What does that lower temperature mean to customer? It means 25% lower levelized cost of storage for an UL system. That 25% is driven by the fact that, we have lower temperatures, which simplifies our system configurations and allows us to deliver performance with a much simpler, more robust and inherently safe system.
So, we’re early days in the testing of the product, but we like what we see so far.
This can be more prototypes going on to test here over the next few weeks and we’ll come back in our next call coming out of 2Q to give you an update on where we stand on not only the product but also ramping up and developing the manufacturing process, but really great start by the team to bring this product from the drawing board to the test.
So we can see the reality of how it’s going to perform. For go to the next page on page 23. Let me just focus for a moment on the couple of key customer deals. This is where -- everything that we talk about, this is where we deliver for customers. The first one I talk about is a project that we book we signed with Hecate.
This is providing locational capacity for the ERCOT market in Texas. It’s a great project for us. First off, it’s an LOI into an order. We’ve got another 47-megawatt hours of opportunities that look like this Hecate project here, but this will be one that will be delivering here as we go through into 2022.
The middle one, that shows the shipment of the first four containers to Motor Oil in Greece. This is building a safe lower cost energy for oil refinery operations in Greece. There is another 250-megawatt hours of opportunities similar to the Motor Oil project.
We’re going to be starting the commissioning of those containers here in the next week and look to get that project online here as we get into the early summer. So last one, if you look at the picture in the background there, that’s the yields container sitting in Nigeria for the Shell Nayo project.

Problems ::
- 1) Reproduce the portion of the energy storage passage starting with "So, we’re early" and going on through "signed with Hecate.", word for word.
- 2) Carry on the energy storage passage from its final sentence, in the same voice.

Supplied material ::

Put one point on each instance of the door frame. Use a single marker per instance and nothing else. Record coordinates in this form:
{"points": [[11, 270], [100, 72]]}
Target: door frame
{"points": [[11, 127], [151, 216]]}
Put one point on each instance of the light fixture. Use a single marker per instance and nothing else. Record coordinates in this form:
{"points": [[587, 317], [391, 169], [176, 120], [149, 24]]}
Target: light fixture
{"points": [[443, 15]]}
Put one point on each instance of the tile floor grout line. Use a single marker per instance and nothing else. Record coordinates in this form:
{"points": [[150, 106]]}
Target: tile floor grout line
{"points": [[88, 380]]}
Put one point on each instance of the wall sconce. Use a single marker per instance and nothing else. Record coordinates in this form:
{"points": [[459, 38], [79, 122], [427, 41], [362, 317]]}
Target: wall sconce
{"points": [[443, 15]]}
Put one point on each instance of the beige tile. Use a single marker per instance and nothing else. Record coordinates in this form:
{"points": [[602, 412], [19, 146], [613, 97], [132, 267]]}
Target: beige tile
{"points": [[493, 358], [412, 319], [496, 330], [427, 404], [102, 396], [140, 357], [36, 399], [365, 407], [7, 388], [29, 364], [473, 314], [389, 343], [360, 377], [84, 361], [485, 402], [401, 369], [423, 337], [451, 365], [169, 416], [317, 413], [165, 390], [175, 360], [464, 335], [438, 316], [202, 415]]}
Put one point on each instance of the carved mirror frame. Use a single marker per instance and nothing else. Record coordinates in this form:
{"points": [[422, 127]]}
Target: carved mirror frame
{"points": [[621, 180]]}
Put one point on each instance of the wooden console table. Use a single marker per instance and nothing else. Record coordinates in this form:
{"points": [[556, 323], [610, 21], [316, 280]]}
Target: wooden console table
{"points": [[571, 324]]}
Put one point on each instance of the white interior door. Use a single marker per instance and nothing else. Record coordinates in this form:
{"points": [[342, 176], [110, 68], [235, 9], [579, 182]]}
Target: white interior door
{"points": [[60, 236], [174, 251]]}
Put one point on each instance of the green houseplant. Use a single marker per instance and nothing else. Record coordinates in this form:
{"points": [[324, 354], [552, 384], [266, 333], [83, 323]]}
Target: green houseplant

Answers for the tasks ::
- 1)
So, we’re early days in the testing of the product, but we like what we see so far.
This can be more prototypes going on to test here over the next few weeks and we’ll come back in our next call coming out of 2Q to give you an update on where we stand on not only the product but also ramping up and developing the manufacturing process, but really great start by the team to bring this product from the drawing board to the test.
So we can see the reality of how it’s going to perform. For go to the next page on page 23. Let me just focus for a moment on the couple of key customer deals. This is where -- everything that we talk about, this is where we deliver for customers. The first one I talk about is a project that we book we signed with Hecate.

- 2)
When you look at this, I think, the picture tells a thousand words. In that sometimes if you want to operate and bring reliable power to remote locations in a microgrid application. You can have complex systems around it. You got to deliver something that’s simple and safe.
And you could see the container sitting there ready to be commission which will be completing here over the next 30 days. And there is another 100 hours of projects that look like that Shell Nayo projects. So, three examples of a recently signed deal, recently shipped deals and a project that is going to be going live here in the next 60 days.
So things that we’re proud of as we really look at delivering and continuing to build upon those operating hours that I talked about in the beginning of the presentation. Lastly, just as a wrap up, we’re going to continue to execute on the same six priorities.
When you look at booked orders, we’ve got to expand, continue to expand the global pipeline coverage. We’re working to obtain a green bond rating, there’s we feel like that will be a competitive advantage for our customers as they look for financing of their projects. We’re on track to get to the $50 million in revenue.
We’re going to be commissioning tank containers and we’re going to be shipping $10 million of sales in the next five months as we ramp-up going back to that page you talked about earlier of ramping up the factory. An UL we’ll close out the 1973 certification and start our CE Mark certification for the European market.
We’ll come back on the 800-megawatt hours of capacity. We’ll give you an update on where we are on our raw material sources and then talk about the lean improvements that we’re making in the factory.
On the Z3 product launch, we’ll be able to show you the performance and the configurations and walk through where we are as far as ramping up production and what that will look like over time and we’ll continue to invest in the best people and build a great culture.
We’re going to build out its start our European sales team and we’re going to expand our software and systems engineering team to be able to bring multiple configurations to the marketplace.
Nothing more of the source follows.